§ **PROMPT A**
Return every line in the rows below that contains the string "cliff". The match is case-sensitive.

§ **PAGE EXTRACT**
PDA

View Full Version : protect what you've got


kwak zzr
22-01-12, 08:46 PM
I must say over the years my security has gone sloppy tbh i never bothered, a week ago my neighbour was woke in the night to find my garage door up and my mountain bike gone :-( little dude i know the scum were eyeing up my gixer :-( last Tuesday 9:15am i had a phone call at work and the gits had tried again :-( my house and garage now are well protected!! Protect what you have, lock it or loose it! The scum are watching.

Kwak zzr

AZZ3R
22-01-12, 09:00 PM
Our garage is like the lock on Die Hard 1.

CCTV in the local area ? Might be worth buying a dummy & sticking a couple on the house & garage?

ogden
22-01-12, 09:25 PM
Lock it? Is that all? My new toy's getting a tracker.

kwak zzr
22-01-12, 09:36 PM
They waited for all the neighbours to go to work before they had a go! 9:15 in the
morning

Specialone
22-01-12, 09:41 PM
The rozzas were knocking everyones doors on my road today and the road behind us, there had been a spate of thefts from sheds and garages the last few weeks apparently and they have caught 3 lads doing it.

§ **RECORDS FOR THIS EXERCISE**
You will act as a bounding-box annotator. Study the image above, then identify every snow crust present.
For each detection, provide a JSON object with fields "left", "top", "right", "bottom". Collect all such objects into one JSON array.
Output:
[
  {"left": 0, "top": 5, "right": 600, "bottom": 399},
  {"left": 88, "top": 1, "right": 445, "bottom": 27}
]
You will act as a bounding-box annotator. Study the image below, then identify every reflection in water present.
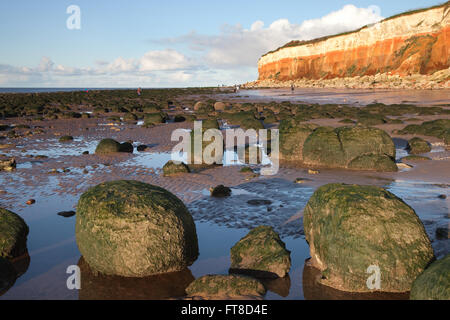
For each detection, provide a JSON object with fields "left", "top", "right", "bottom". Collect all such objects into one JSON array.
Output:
[
  {"left": 78, "top": 257, "right": 195, "bottom": 300},
  {"left": 303, "top": 259, "right": 409, "bottom": 300}
]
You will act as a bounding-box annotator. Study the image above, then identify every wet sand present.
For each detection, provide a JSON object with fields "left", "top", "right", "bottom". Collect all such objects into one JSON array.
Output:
[{"left": 0, "top": 99, "right": 450, "bottom": 299}]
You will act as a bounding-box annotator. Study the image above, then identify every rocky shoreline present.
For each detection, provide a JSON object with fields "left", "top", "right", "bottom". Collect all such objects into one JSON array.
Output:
[{"left": 246, "top": 69, "right": 450, "bottom": 90}]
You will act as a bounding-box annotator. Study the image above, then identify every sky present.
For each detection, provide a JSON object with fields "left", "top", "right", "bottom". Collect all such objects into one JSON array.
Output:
[{"left": 0, "top": 0, "right": 444, "bottom": 88}]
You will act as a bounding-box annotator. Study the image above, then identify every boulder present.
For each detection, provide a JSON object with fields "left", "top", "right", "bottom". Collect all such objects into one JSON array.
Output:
[
  {"left": 0, "top": 158, "right": 17, "bottom": 171},
  {"left": 279, "top": 120, "right": 318, "bottom": 161},
  {"left": 163, "top": 160, "right": 191, "bottom": 176},
  {"left": 406, "top": 137, "right": 431, "bottom": 154},
  {"left": 410, "top": 254, "right": 450, "bottom": 300},
  {"left": 186, "top": 275, "right": 266, "bottom": 299},
  {"left": 0, "top": 257, "right": 16, "bottom": 296},
  {"left": 0, "top": 208, "right": 29, "bottom": 259},
  {"left": 303, "top": 126, "right": 397, "bottom": 171},
  {"left": 95, "top": 139, "right": 134, "bottom": 154},
  {"left": 230, "top": 226, "right": 291, "bottom": 278},
  {"left": 75, "top": 180, "right": 198, "bottom": 277},
  {"left": 303, "top": 184, "right": 434, "bottom": 292}
]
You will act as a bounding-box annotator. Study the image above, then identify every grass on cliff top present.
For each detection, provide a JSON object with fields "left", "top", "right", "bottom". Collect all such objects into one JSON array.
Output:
[{"left": 261, "top": 1, "right": 450, "bottom": 58}]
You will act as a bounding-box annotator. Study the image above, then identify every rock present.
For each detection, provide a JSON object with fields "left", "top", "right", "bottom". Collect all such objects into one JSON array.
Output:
[
  {"left": 78, "top": 257, "right": 195, "bottom": 300},
  {"left": 59, "top": 136, "right": 73, "bottom": 142},
  {"left": 279, "top": 120, "right": 318, "bottom": 161},
  {"left": 303, "top": 126, "right": 397, "bottom": 171},
  {"left": 0, "top": 257, "right": 17, "bottom": 296},
  {"left": 0, "top": 158, "right": 17, "bottom": 171},
  {"left": 0, "top": 208, "right": 28, "bottom": 258},
  {"left": 247, "top": 199, "right": 272, "bottom": 206},
  {"left": 436, "top": 222, "right": 450, "bottom": 240},
  {"left": 95, "top": 139, "right": 133, "bottom": 154},
  {"left": 214, "top": 102, "right": 226, "bottom": 111},
  {"left": 406, "top": 137, "right": 431, "bottom": 154},
  {"left": 410, "top": 254, "right": 450, "bottom": 300},
  {"left": 303, "top": 184, "right": 434, "bottom": 292},
  {"left": 76, "top": 180, "right": 198, "bottom": 277},
  {"left": 58, "top": 211, "right": 76, "bottom": 218},
  {"left": 348, "top": 154, "right": 398, "bottom": 172},
  {"left": 230, "top": 226, "right": 291, "bottom": 278},
  {"left": 186, "top": 275, "right": 266, "bottom": 299},
  {"left": 400, "top": 155, "right": 431, "bottom": 162},
  {"left": 120, "top": 142, "right": 134, "bottom": 153},
  {"left": 163, "top": 160, "right": 191, "bottom": 176},
  {"left": 209, "top": 184, "right": 231, "bottom": 198}
]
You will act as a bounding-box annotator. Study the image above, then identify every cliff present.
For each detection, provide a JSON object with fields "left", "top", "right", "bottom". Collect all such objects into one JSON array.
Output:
[{"left": 258, "top": 1, "right": 450, "bottom": 82}]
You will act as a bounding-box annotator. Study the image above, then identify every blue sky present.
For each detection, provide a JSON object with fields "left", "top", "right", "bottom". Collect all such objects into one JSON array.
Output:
[{"left": 0, "top": 0, "right": 440, "bottom": 87}]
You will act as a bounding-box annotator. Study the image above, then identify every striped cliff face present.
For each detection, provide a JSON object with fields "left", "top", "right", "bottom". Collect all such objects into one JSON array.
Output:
[{"left": 258, "top": 2, "right": 450, "bottom": 81}]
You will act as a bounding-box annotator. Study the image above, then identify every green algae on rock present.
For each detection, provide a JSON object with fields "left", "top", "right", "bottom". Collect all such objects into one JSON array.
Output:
[
  {"left": 279, "top": 120, "right": 318, "bottom": 161},
  {"left": 0, "top": 208, "right": 29, "bottom": 259},
  {"left": 186, "top": 275, "right": 266, "bottom": 299},
  {"left": 163, "top": 160, "right": 191, "bottom": 176},
  {"left": 0, "top": 257, "right": 17, "bottom": 296},
  {"left": 95, "top": 138, "right": 134, "bottom": 154},
  {"left": 303, "top": 184, "right": 434, "bottom": 292},
  {"left": 406, "top": 137, "right": 431, "bottom": 154},
  {"left": 75, "top": 180, "right": 198, "bottom": 277},
  {"left": 303, "top": 126, "right": 397, "bottom": 171},
  {"left": 230, "top": 226, "right": 291, "bottom": 278},
  {"left": 410, "top": 254, "right": 450, "bottom": 300}
]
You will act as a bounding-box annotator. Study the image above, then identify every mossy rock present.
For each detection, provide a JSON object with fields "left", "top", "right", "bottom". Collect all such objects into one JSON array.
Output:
[
  {"left": 75, "top": 180, "right": 198, "bottom": 277},
  {"left": 0, "top": 257, "right": 17, "bottom": 296},
  {"left": 95, "top": 138, "right": 134, "bottom": 154},
  {"left": 303, "top": 126, "right": 396, "bottom": 171},
  {"left": 400, "top": 155, "right": 431, "bottom": 162},
  {"left": 163, "top": 160, "right": 191, "bottom": 176},
  {"left": 303, "top": 184, "right": 434, "bottom": 292},
  {"left": 348, "top": 154, "right": 398, "bottom": 172},
  {"left": 0, "top": 208, "right": 29, "bottom": 259},
  {"left": 59, "top": 136, "right": 73, "bottom": 142},
  {"left": 410, "top": 254, "right": 450, "bottom": 300},
  {"left": 230, "top": 226, "right": 291, "bottom": 278},
  {"left": 186, "top": 275, "right": 266, "bottom": 299},
  {"left": 406, "top": 137, "right": 431, "bottom": 154},
  {"left": 209, "top": 184, "right": 231, "bottom": 198},
  {"left": 95, "top": 139, "right": 120, "bottom": 154},
  {"left": 279, "top": 120, "right": 318, "bottom": 161}
]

§ **PROMPT B**
Rewrite the forum thread above, starting with "View Full Version" and going on through "scum are watching.", with "mountain bike" changed to "road bike".

§ **COMPLETE RESPONSE A**
You will act as a bounding-box annotator. Study the image above, then identify every grass on cliff top present.
You will act as a bounding-box annotator. Study the image above, then identify every cliff present.
You will act as a bounding-box annotator. Study the image above, then identify every striped cliff face present.

§ **COMPLETE RESPONSE B**
View Full Version : protect what you've got


kwak zzr
22-01-12, 08:46 PM
I must say over the years my security has gone sloppy tbh i never bothered, a week ago my neighbour was woke in the night to find my garage door up and my road bike gone :-( little dude i know the scum were eyeing up my gixer :-( last Tuesday 9:15am i had a phone call at work and the gits had tried again :-( my house and garage now are well protected!! Protect what you have, lock it or loose it! The scum are watching.